▶ Entries provided
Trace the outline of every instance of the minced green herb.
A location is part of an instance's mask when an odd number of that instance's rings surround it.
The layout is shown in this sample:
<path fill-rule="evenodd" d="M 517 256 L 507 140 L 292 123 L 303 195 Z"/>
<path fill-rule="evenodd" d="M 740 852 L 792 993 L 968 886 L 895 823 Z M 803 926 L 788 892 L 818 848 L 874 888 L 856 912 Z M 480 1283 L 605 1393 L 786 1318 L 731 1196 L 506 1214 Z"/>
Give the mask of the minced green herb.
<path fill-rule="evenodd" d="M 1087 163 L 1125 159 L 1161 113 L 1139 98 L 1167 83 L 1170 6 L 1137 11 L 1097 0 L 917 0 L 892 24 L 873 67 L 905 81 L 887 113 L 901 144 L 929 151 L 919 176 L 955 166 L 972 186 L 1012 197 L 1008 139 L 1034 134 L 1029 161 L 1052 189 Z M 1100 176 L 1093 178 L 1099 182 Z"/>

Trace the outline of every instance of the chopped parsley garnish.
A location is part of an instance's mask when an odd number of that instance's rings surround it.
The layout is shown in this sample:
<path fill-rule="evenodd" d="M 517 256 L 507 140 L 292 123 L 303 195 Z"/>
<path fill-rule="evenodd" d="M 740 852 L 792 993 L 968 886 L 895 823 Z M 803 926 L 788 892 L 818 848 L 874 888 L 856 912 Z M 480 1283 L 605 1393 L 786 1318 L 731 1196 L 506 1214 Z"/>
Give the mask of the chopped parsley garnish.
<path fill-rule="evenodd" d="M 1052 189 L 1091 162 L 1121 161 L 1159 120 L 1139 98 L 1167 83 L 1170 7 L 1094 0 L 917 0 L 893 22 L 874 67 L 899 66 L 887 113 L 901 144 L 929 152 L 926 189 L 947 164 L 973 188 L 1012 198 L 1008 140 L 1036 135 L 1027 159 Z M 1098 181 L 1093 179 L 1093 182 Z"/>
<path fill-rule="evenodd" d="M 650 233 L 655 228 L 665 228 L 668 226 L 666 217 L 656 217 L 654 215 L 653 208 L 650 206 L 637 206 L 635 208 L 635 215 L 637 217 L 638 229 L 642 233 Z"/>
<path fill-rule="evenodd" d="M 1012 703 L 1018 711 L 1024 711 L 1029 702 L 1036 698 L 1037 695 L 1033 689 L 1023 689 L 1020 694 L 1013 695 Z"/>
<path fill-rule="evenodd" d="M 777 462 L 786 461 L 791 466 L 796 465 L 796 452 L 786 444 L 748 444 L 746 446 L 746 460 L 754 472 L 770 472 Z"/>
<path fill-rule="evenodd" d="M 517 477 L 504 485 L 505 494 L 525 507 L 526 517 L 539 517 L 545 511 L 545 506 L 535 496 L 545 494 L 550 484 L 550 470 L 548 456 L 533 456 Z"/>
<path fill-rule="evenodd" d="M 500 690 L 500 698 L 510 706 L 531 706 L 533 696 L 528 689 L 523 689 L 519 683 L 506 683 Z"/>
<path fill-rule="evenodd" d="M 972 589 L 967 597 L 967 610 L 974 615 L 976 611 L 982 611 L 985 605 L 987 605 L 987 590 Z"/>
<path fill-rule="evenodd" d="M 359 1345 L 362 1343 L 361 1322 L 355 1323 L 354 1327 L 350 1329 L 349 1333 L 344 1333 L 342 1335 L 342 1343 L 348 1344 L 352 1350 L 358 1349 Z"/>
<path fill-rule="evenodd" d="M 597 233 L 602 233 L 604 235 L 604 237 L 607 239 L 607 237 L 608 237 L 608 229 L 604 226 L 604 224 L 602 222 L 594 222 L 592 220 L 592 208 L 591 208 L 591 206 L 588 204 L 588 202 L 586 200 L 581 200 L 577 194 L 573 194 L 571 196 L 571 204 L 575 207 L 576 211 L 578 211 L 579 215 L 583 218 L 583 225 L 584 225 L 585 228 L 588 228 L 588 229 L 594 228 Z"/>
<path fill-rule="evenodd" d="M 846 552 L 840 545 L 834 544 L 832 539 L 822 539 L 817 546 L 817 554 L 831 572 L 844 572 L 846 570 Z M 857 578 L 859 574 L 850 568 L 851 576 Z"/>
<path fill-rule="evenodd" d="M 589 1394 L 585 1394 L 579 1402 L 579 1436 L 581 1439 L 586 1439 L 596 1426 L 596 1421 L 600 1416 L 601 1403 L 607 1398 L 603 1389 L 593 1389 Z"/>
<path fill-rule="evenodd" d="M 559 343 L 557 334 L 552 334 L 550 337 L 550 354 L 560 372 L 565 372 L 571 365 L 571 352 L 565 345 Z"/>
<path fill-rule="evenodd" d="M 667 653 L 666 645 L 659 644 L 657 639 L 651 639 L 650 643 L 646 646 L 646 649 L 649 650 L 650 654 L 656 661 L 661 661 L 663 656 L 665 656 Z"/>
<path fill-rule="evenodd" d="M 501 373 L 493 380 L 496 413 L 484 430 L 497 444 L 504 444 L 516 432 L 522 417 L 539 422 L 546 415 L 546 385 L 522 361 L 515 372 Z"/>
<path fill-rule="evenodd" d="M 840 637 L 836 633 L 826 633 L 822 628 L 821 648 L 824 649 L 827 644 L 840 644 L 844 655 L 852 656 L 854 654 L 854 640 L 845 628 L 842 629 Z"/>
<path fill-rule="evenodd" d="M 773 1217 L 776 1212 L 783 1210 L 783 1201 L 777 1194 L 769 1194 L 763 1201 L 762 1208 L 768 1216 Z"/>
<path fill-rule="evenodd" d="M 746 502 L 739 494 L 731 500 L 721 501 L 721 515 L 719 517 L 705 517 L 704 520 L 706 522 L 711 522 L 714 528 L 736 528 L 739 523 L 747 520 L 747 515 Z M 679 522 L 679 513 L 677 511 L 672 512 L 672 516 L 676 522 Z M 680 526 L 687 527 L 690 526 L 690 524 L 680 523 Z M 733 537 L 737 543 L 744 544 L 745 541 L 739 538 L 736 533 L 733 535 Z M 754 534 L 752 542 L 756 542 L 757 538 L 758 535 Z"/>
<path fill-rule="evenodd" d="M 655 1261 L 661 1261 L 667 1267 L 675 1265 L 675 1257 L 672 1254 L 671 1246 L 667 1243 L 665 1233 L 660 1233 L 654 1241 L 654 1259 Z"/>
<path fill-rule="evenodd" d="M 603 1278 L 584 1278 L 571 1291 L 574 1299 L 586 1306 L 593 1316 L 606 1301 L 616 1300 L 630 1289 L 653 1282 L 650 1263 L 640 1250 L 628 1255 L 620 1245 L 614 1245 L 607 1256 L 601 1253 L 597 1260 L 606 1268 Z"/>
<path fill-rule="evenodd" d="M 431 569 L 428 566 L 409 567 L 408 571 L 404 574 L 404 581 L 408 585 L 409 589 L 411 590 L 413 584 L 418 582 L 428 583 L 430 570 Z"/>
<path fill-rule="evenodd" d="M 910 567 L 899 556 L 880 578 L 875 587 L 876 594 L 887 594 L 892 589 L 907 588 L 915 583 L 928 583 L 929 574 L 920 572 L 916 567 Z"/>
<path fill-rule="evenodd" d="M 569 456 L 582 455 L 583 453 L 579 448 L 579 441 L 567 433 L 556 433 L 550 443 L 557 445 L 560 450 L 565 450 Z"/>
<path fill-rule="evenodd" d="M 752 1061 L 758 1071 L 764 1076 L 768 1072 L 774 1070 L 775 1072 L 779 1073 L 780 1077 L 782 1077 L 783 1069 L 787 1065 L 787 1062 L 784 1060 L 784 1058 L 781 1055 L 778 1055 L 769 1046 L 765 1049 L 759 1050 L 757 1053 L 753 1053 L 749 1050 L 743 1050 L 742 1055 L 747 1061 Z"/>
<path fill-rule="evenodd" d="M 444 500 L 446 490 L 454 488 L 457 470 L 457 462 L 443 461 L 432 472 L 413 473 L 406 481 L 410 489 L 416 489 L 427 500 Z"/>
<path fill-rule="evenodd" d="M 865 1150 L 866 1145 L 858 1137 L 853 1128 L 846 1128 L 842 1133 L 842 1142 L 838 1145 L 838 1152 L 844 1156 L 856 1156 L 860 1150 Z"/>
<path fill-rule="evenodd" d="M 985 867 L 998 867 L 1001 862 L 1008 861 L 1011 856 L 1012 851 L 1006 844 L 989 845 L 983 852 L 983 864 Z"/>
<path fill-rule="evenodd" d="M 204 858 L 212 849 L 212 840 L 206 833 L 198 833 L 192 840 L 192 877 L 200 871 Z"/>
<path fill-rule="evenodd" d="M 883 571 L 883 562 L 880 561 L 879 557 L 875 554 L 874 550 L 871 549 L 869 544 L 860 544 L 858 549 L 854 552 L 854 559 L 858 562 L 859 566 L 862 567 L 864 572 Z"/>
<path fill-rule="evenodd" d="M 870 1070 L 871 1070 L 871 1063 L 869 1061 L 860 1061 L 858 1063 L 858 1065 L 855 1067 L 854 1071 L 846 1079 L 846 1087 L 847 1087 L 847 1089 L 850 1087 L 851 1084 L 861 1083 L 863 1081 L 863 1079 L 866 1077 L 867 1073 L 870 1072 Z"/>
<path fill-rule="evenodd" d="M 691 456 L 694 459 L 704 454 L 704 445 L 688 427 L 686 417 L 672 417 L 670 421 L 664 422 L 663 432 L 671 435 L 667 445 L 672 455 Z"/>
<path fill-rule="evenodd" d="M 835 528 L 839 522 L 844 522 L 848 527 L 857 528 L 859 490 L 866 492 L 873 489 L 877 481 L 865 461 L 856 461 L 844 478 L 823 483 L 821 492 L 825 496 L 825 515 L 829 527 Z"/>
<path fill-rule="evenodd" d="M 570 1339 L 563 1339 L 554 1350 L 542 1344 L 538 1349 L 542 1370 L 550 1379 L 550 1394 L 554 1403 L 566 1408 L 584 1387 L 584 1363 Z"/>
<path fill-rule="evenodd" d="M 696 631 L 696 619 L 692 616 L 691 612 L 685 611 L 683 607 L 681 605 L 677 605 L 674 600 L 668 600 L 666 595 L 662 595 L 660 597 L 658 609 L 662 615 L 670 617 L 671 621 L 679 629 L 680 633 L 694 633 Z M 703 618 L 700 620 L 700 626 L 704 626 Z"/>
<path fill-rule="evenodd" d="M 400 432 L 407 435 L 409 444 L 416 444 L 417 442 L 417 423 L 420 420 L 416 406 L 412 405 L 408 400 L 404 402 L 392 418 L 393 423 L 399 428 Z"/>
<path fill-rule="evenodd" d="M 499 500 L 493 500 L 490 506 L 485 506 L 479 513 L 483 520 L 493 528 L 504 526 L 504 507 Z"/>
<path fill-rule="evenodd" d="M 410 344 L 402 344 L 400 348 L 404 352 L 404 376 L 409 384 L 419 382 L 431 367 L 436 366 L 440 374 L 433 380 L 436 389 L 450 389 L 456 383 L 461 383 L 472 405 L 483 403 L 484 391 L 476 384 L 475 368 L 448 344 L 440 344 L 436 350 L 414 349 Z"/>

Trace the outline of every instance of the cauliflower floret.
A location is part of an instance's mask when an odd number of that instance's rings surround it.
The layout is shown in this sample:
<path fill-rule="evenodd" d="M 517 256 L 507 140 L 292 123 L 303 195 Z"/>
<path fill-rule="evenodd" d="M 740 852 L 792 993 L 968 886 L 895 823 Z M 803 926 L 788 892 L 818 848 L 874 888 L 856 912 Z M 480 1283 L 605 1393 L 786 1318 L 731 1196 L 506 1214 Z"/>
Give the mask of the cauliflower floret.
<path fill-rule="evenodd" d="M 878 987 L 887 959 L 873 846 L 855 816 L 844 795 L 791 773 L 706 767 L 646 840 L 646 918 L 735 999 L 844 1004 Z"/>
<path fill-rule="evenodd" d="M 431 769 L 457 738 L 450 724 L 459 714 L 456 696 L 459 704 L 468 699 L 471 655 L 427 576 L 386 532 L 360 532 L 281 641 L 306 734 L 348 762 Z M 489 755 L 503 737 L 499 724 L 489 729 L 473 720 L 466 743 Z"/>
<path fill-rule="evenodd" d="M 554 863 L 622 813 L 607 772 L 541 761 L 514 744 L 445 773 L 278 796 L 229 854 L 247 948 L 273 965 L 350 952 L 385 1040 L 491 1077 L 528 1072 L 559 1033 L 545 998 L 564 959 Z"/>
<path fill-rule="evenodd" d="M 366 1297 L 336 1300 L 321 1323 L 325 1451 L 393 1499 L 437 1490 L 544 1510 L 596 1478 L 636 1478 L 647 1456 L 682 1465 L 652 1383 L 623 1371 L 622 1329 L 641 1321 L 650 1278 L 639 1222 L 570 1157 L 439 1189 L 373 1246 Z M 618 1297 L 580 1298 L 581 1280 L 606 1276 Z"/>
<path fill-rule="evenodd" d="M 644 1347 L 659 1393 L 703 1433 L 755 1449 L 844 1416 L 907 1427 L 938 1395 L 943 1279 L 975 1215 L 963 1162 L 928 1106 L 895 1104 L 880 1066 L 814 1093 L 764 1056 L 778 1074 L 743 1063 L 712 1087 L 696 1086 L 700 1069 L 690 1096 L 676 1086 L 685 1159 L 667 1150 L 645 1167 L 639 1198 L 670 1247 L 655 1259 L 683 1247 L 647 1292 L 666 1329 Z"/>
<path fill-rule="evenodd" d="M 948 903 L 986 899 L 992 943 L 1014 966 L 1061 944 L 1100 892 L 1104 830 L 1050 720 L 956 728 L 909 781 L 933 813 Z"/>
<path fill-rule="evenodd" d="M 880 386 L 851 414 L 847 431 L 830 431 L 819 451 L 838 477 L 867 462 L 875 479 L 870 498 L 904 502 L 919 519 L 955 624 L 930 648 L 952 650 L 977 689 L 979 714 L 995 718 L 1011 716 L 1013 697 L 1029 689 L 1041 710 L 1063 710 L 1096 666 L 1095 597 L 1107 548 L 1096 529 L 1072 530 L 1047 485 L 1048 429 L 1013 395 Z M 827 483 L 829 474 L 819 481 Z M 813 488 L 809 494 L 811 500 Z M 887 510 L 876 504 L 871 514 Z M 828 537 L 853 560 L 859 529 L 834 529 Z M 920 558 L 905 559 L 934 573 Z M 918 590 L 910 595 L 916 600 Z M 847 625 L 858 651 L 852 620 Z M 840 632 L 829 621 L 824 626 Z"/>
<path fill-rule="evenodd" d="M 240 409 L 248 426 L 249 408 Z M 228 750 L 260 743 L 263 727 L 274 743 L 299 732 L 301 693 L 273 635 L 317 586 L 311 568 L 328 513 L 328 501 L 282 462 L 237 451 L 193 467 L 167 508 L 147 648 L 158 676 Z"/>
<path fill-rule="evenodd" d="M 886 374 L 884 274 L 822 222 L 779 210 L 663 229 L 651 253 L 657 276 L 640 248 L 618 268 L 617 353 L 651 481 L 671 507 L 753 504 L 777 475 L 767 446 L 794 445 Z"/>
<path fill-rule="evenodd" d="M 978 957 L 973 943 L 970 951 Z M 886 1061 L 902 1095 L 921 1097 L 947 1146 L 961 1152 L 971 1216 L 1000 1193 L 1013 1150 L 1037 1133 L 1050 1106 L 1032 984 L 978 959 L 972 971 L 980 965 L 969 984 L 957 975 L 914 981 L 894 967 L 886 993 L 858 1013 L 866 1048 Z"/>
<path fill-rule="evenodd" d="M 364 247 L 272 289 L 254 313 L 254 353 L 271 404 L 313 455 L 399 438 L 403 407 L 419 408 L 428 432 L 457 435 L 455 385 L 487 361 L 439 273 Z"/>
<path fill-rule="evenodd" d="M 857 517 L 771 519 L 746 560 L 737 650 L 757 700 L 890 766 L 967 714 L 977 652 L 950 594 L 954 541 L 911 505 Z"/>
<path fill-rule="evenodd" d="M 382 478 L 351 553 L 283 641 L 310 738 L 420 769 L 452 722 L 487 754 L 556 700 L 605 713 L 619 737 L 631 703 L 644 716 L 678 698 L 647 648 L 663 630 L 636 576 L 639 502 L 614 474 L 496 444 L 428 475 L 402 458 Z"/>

▶ Problem details
Of all the lines in the data above, show only those that hold the word "minced".

▶ Answer box
Trace the outline of every instance of the minced green herb.
Give the mask of the minced green herb.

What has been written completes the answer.